===== PASSAGE SHOWN

Consequently, the total extent of programming code and the data running in an SPU task has to be less than or equal to 256 Kb. If it wants to access data (fetch or store) not in its local memory store, it must issue commands to a memory controller with the effective address in general memory and address in local store. These commands are called “Direct Memory Access” (DMA) commands.
A difference between the IBM solution and the older code and data “overlays” is that the SPU can issue multiple DMA commands (up to 16) that run in parallel with the processor so that the program can do its own pre-fetching and post-storing. The downside is that the data must be copied into and out of the local memory store to be used by the processor. The performance cost of this copying can be lessened by arranging for copies into and out of the local occur in parallel with the processing in the core. This can even result in performance improvements because memory in the local store is faster than main memory.
So the name of the game in SPU programming is double buffering. One buffer is loading (storing), while the other is being processed (filled), and then they are swapped. In order to make use of this effectively the programmer has to be able to partition the data into 256 Kb size chunks. Basically the SPUs can be treated as 8×256 Kb vector machines. The data chunks are submatrices and the code chunks are just matrix operations. Virtually all the existing applications of the Cell BE are based on this, e.g., graphics, signal processing, image processing, and scientific programming. However, this does not apply to data processing.

==========

§ **WHAT TO DO**
Please print the SPU programming text from "A difference between" up to and including "than main memory.". The lines after this come from a separate source.

===== DATASET SECTION

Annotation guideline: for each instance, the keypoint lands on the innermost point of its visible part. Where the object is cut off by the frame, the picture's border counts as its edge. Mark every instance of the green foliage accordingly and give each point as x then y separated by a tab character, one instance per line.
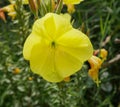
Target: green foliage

==========

§ **ANSWER TO THIS PROBLEM**
A difference between the IBM solution and the older code and data “overlays” is that the SPU can issue multiple DMA commands (up to 16) that run in parallel with the processor so that the program can do its own pre-fetching and post-storing. The downside is that the data must be copied into and out of the local memory store to be used by the processor. The performance cost of this copying can be lessened by arranging for copies into and out of the local occur in parallel with the processing in the core. This can even result in performance improvements because memory in the local store is faster than main memory.